- Exercise aim
Would you restate all the data that follows, word for word?

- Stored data
= Beginning of Section =

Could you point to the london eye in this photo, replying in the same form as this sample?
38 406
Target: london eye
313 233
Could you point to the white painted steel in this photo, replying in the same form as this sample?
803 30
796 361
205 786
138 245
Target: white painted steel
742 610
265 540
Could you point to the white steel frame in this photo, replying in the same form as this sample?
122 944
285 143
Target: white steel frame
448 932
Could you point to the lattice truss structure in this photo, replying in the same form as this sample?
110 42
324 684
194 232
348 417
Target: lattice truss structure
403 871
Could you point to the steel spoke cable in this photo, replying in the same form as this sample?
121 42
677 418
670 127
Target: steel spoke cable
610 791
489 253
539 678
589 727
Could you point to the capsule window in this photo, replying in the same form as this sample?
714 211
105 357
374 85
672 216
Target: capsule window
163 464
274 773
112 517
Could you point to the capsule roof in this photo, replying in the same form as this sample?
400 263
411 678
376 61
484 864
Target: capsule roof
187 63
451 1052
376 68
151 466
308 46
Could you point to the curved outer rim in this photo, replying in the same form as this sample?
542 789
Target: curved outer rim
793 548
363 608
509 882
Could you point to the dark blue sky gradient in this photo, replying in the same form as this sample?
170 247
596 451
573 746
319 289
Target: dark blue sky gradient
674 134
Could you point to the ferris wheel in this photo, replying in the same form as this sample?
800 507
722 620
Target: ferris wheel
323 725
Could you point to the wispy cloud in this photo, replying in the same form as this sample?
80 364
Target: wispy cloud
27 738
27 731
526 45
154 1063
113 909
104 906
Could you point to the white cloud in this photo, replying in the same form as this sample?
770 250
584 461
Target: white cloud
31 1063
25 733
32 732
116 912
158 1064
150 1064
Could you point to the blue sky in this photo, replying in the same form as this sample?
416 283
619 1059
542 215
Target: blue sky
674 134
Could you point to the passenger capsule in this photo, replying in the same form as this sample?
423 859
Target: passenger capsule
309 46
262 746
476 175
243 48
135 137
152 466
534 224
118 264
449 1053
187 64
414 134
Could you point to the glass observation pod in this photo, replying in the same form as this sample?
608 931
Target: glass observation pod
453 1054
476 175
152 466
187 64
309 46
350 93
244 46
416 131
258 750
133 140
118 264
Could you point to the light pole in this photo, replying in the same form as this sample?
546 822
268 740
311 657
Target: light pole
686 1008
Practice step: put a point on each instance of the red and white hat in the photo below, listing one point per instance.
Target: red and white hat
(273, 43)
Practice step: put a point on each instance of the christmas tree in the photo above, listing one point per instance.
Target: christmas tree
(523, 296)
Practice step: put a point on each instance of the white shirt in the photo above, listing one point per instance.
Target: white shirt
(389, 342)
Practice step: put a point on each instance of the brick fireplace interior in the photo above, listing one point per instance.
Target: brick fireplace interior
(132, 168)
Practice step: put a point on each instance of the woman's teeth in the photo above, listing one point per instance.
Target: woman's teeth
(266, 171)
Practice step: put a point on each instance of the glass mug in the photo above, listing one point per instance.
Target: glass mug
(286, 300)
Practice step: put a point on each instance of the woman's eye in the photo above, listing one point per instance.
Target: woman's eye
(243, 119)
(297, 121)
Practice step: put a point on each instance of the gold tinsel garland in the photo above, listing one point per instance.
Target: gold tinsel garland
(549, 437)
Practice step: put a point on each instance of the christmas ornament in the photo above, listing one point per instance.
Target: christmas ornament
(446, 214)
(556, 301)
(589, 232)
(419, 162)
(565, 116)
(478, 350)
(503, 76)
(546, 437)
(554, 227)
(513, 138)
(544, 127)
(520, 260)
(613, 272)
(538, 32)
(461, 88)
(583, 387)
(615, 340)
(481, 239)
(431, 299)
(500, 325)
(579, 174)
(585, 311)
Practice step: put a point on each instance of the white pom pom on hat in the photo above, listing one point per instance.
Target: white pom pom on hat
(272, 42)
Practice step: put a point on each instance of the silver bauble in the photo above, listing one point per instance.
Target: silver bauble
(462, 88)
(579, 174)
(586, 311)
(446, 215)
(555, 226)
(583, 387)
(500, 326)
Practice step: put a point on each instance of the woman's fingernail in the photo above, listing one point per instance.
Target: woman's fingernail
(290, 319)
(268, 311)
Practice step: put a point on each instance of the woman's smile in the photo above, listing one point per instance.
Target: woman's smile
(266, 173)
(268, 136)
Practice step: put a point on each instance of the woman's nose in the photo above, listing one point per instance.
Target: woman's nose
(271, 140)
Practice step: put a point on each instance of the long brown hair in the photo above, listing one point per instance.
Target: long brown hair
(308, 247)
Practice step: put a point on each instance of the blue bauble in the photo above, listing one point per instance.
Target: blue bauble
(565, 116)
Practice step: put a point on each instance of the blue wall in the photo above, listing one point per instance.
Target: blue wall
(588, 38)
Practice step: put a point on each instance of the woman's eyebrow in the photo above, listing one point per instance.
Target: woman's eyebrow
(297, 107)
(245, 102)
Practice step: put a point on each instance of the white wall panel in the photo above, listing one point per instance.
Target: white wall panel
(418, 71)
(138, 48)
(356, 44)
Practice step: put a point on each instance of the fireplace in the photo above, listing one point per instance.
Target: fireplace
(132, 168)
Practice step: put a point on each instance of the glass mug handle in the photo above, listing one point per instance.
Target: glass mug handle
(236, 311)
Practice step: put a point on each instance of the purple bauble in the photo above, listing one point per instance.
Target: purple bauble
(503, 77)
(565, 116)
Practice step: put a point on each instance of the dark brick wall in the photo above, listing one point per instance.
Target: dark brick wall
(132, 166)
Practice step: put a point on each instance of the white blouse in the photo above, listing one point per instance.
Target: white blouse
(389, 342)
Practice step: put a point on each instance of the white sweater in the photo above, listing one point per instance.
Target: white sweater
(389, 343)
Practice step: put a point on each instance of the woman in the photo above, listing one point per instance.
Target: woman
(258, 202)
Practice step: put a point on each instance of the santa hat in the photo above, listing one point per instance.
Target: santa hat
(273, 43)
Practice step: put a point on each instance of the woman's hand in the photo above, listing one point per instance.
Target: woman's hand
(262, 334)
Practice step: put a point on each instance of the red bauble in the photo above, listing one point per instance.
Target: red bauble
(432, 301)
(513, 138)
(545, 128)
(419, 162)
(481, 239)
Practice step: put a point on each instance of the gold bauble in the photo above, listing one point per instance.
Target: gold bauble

= End of Section =

- Task answer
Could you point to the london eye in this photo, replying in the same form as this sample?
38 406
Target: london eye
313 233
Could you point to the white painted steel in this photo, replying in the same form as this sample?
803 30
796 361
205 786
138 245
Target: white painted steel
742 610
265 540
Could you point to the white steel frame in this photo, replying in the same form as this sample?
122 944
285 143
Target: white steel frame
448 932
Could you point to the lattice truss structure in this photo, replying in the same form as this sample?
110 42
324 684
194 232
348 417
Target: lattice truss structure
403 871
Could you point to the steel spoke cable in this photo, replying in the same form as this sample?
121 42
677 418
670 127
Target: steel spoke cable
610 791
489 253
539 678
589 727
Could you point to the capsule window in this photo, replying in the same form as this sample?
714 211
105 357
374 85
672 216
Target: capsule window
163 464
274 773
112 517
Could you point to the capsule roof in this photo, replying in the same form as this sample?
400 263
411 678
376 61
484 864
Target: capsule roof
187 63
451 1052
376 68
151 466
308 46
Could you point to the curved outer rim in this photo, replying in the same form as this sample?
542 789
Target: curved outer rim
793 548
363 608
509 882
Could you point to the dark blue sky gradient in this photo, replying in the same form as this sample?
170 247
596 451
573 746
319 289
Target: dark blue sky gradient
674 134
Could you point to the ferris wheel in this photo, replying in the same form as this sample?
800 507
722 620
Target: ferris wheel
323 725
Could you point to the wispy cloud in this photo, replying in the same form as this sample?
80 364
Target: wispy cloud
27 738
27 731
526 45
154 1063
113 909
104 906
Could you point to the white cloud in this photo, replying in the same form as this sample?
770 250
584 461
Target: white cloud
31 1063
25 733
32 732
116 912
158 1064
150 1064
Could you point to the blue sky in this photo, replying in the same form as this sample?
416 283
619 1059
542 215
Target: blue sky
674 134
Could you point to the passenger capsule in this photo, replying in the same form as this sample?
423 859
Target: passenger capsule
309 46
262 746
476 175
243 48
135 137
152 466
534 224
118 264
449 1053
187 64
414 134
Could you point to the glass observation pod in this photo, replying in the same form as this sample?
608 931
Target: glass observation pod
453 1054
476 175
152 466
187 64
309 46
350 93
244 46
416 131
258 750
133 140
118 264
Could you point to the light pole in this photo, replying in the same form as this sample?
546 822
268 740
311 657
Target: light pole
686 1008
Practice step: put a point on each instance of the red and white hat in the photo below, listing one point per instance.
Target: red and white hat
(273, 43)
Practice step: put a point on each instance of the christmas tree in the photo above, listing one point per instance.
Target: christmas tree
(523, 296)
Practice step: put a point on each instance of the white shirt in the photo above, listing one point per instance.
Target: white shirt
(389, 342)
Practice step: put a point on each instance of the brick fireplace interior in the photo above, listing one point per instance.
Target: brick fireplace interior
(132, 168)
Practice step: put a point on each instance of the woman's teeth in the photo above, listing one point per instance.
Target: woman's teeth
(266, 171)
Practice step: put a point on each instance of the glass mug in the photo above, listing one point per instance.
Target: glass mug
(286, 300)
Practice step: put a point on each instance of the woman's eye in the photo above, listing one point per instance.
Target: woman's eye
(243, 119)
(297, 121)
Practice step: put a point on each instance of the gold tinsel garland in the photo above, listing one point per instance.
Target: gold tinsel garland
(549, 437)
Practice step: put a point on each instance of the christmas ornament in the photo above, listing one point per instance.
Target: christmas ornament
(446, 214)
(556, 301)
(589, 232)
(419, 162)
(565, 116)
(478, 350)
(503, 76)
(546, 437)
(554, 227)
(513, 138)
(544, 127)
(520, 260)
(613, 272)
(538, 32)
(461, 88)
(583, 387)
(615, 340)
(481, 239)
(431, 299)
(500, 325)
(579, 174)
(585, 311)
Practice step: put a point on each instance of the white pom pom on hat in the photo above, listing one point per instance.
Target: white pom pom on hat
(272, 42)
Practice step: put a point on each instance of the silver bauble in the photo above, listing one point per instance.
Target: silver bauble
(462, 88)
(579, 174)
(586, 311)
(446, 215)
(555, 226)
(583, 387)
(500, 326)
Practice step: put a point on each instance of the woman's fingernail in the photo above, listing one point per instance.
Target: woman's fingernail
(290, 319)
(268, 311)
Practice step: put a point on each instance of the woman's smile in the photo above, listing one point per instance.
Target: woman's smile
(266, 173)
(268, 136)
Practice step: put a point on each instance of the woman's nose in the photo above, listing one point per instance.
Target: woman's nose
(271, 140)
Practice step: put a point on each instance of the long brown hair in the photo above, listing one point per instance.
Target: long brown hair
(308, 247)
Practice step: put a point on each instance of the blue bauble in the photo above, listing one point per instance.
Target: blue bauble
(565, 116)
Practice step: put a point on each instance of the blue wall in the photo above, listing one point per instance.
Target: blue wall
(588, 38)
Practice step: put a point on each instance of the woman's eyebrow in the photo above, listing one point per instance.
Target: woman's eyebrow
(297, 107)
(245, 102)
Practice step: put a point on each instance of the white wall panel in the photo above, listing one point per instance.
Target: white wall panel
(418, 71)
(138, 48)
(356, 44)
Practice step: put a point on each instance of the fireplace in the photo above, listing one point per instance.
Target: fireplace
(132, 168)
Practice step: put a point on each instance of the glass mug handle in the photo above, listing one point per instance.
Target: glass mug handle
(236, 311)
Practice step: put a point on each instance of the purple bauble in the photo above, listing one point per instance.
Target: purple bauble
(503, 77)
(565, 116)
Practice step: put a point on each instance of the dark brick wall in the photo above, listing one point per instance.
Target: dark brick wall
(132, 166)
Practice step: put a point on each instance of the white blouse in the photo above, listing one point per instance.
Target: white blouse
(389, 342)
Practice step: put a point on each instance of the white sweater in the photo above, listing one point per instance.
Target: white sweater
(389, 343)
Practice step: put a point on each instance of the woman in the photo above, listing one point per instance.
Target: woman
(258, 202)
Practice step: put a point on each instance of the santa hat in the photo above, listing one point per instance.
Target: santa hat
(273, 43)
Practice step: put a point on each instance of the woman's hand in the photo above, listing one point per instance.
Target: woman's hand
(262, 334)
Practice step: put a point on each instance of the red bauble in the photo above, listing one point per instance.
Target: red bauble
(432, 301)
(513, 138)
(545, 128)
(419, 162)
(481, 239)
Practice step: put a point on each instance of the gold bauble in the photo above, listing one point per instance.
Target: gold bauble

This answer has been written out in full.